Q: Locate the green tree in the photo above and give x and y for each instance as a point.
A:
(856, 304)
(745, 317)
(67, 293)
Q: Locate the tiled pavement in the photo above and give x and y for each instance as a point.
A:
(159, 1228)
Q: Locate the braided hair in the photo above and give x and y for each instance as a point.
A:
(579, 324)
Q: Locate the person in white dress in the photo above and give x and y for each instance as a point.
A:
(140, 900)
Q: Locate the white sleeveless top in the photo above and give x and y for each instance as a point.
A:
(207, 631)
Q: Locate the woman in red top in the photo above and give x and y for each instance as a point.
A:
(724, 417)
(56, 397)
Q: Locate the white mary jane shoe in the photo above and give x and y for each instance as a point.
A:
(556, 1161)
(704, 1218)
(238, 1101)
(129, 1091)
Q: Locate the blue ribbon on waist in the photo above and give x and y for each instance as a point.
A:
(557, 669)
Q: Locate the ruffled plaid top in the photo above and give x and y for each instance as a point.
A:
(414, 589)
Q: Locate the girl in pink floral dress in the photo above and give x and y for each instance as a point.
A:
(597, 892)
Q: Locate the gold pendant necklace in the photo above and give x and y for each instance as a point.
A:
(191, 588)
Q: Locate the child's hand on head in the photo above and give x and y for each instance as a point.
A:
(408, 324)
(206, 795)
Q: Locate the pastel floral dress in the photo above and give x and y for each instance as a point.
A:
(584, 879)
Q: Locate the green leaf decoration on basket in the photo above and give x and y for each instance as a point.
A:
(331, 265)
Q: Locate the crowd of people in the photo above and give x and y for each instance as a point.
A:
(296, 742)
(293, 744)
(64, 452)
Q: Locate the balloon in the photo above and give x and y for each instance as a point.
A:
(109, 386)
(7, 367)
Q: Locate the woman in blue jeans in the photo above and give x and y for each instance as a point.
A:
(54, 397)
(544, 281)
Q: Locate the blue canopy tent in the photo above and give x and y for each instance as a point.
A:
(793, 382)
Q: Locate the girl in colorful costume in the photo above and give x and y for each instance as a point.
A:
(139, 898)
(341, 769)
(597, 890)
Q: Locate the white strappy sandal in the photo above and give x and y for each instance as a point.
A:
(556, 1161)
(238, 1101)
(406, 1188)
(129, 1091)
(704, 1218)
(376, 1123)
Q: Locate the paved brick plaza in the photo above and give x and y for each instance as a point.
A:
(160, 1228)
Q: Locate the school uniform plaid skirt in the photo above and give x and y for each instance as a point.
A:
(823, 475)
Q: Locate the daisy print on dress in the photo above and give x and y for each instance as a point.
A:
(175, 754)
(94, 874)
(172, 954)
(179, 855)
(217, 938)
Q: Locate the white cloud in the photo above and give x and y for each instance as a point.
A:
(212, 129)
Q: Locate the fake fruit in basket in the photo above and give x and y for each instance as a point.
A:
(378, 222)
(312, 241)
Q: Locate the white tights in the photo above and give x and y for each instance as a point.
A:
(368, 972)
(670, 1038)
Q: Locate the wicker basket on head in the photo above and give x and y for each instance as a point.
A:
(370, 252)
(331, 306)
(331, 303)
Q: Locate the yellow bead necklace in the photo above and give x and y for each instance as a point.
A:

════════

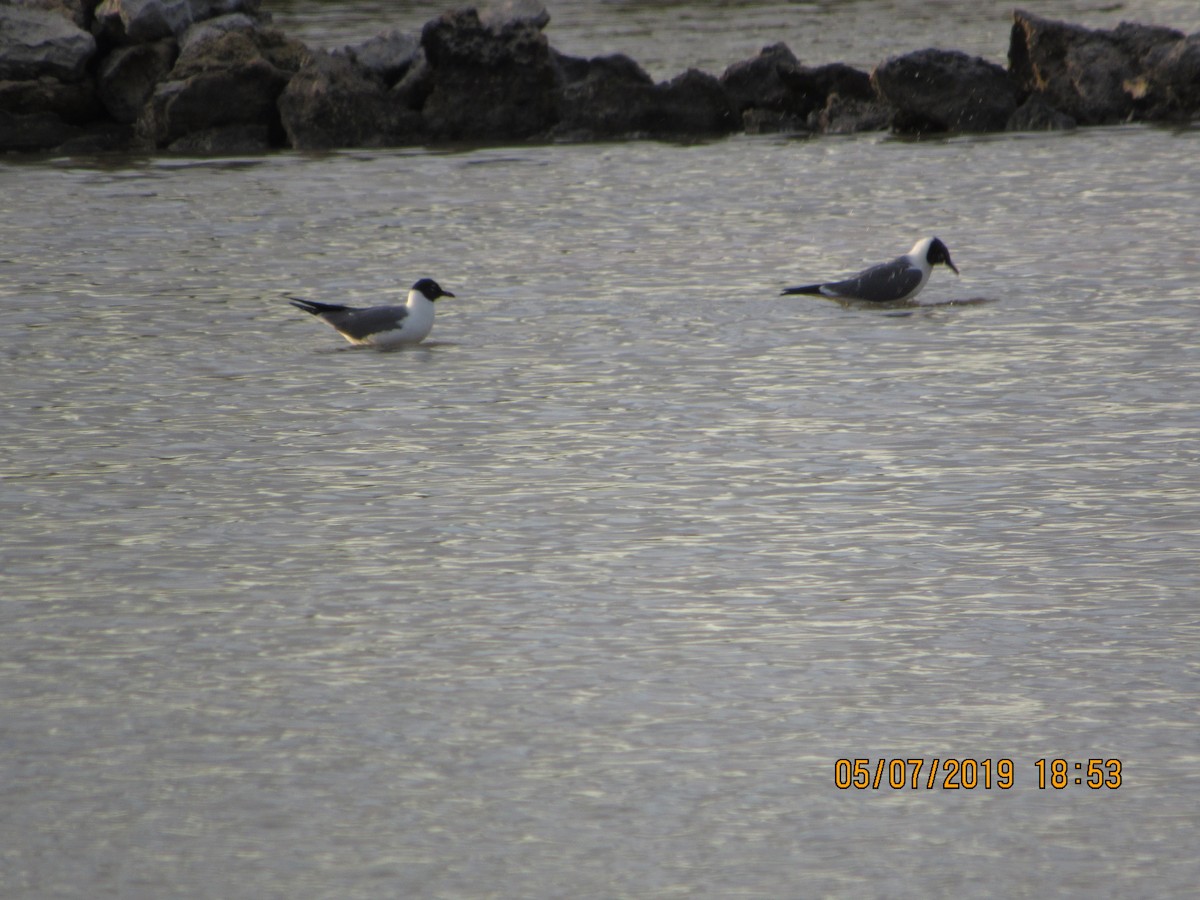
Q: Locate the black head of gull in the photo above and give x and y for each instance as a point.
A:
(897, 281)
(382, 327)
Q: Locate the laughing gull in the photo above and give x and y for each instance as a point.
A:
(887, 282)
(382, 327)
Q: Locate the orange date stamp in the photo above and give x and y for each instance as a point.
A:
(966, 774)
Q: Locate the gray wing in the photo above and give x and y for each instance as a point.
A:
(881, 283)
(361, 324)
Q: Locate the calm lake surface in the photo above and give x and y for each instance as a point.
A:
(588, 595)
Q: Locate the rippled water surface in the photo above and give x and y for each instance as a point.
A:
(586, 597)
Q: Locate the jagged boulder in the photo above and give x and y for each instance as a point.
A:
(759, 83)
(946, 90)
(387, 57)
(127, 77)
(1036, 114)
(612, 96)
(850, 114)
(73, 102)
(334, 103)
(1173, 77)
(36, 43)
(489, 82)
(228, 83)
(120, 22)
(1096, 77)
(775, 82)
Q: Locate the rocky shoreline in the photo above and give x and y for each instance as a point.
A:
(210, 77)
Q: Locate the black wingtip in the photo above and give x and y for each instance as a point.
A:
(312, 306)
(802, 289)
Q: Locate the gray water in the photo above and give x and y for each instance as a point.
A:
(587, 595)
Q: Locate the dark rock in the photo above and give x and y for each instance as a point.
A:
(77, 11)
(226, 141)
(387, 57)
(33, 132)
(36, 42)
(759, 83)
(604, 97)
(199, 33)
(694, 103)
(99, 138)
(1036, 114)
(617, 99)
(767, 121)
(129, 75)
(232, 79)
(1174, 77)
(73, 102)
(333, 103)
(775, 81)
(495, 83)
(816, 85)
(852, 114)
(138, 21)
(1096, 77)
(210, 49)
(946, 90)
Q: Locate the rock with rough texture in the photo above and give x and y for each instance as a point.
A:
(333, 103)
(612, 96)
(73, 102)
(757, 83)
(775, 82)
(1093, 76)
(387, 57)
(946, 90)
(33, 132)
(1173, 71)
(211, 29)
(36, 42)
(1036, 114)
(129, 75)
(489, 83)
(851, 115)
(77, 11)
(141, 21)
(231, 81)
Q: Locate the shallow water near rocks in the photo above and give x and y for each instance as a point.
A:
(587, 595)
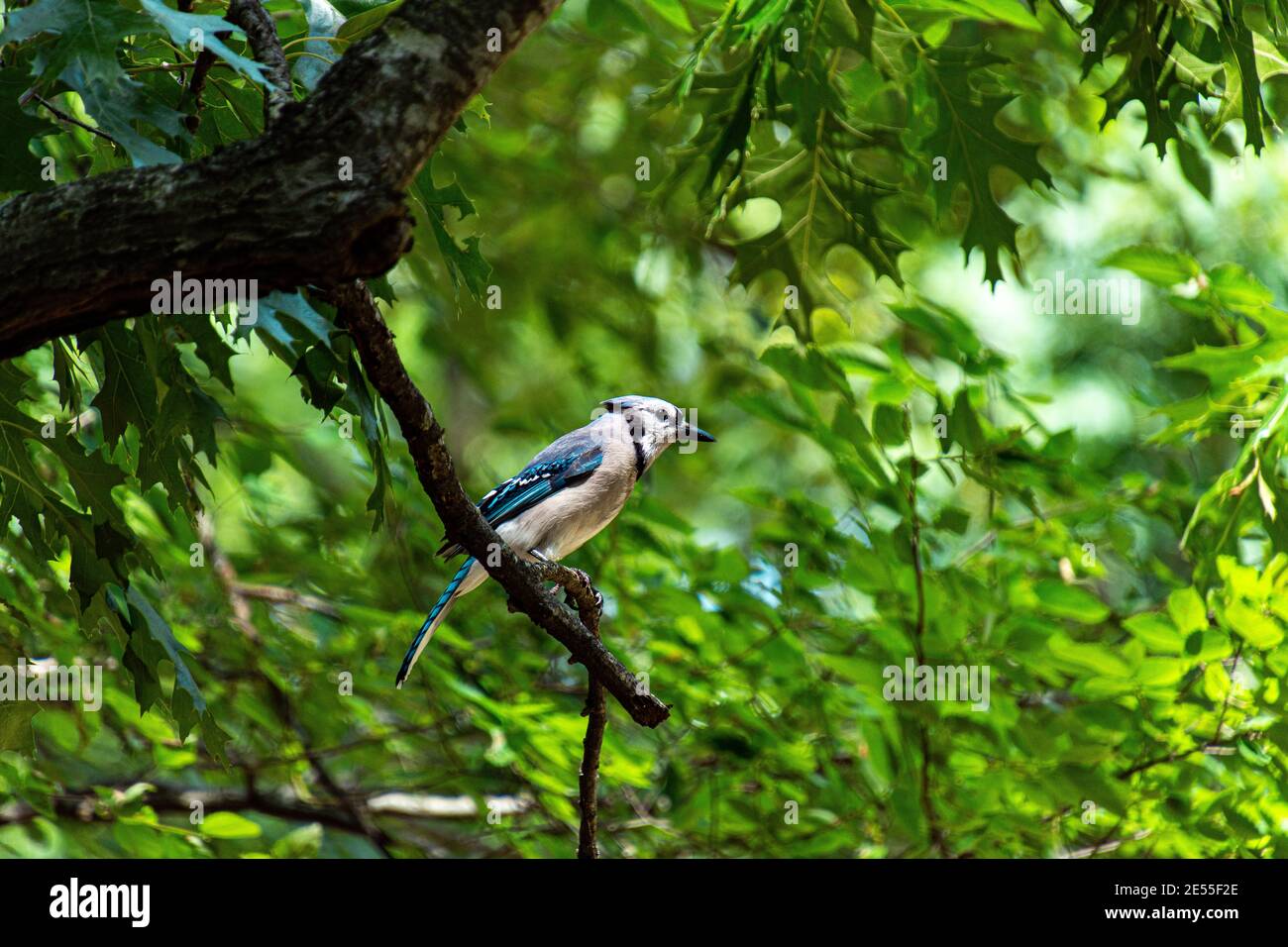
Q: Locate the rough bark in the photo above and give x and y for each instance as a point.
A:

════════

GOAL OF THE EXERCISE
Find every line in the entries above that contains the word "head" and copy each of those lines in full. Case counts.

SOLUTION TO THIS PROBLEM
Q: Locate the child's hand on head in the photo above and give x and y for each instance as a point.
Q: Locate the wicker basket on head in the photo above and give x and y for each instance as a point.
Q: Locate the black head of gull in the photo above and give x and y for each instance as a point.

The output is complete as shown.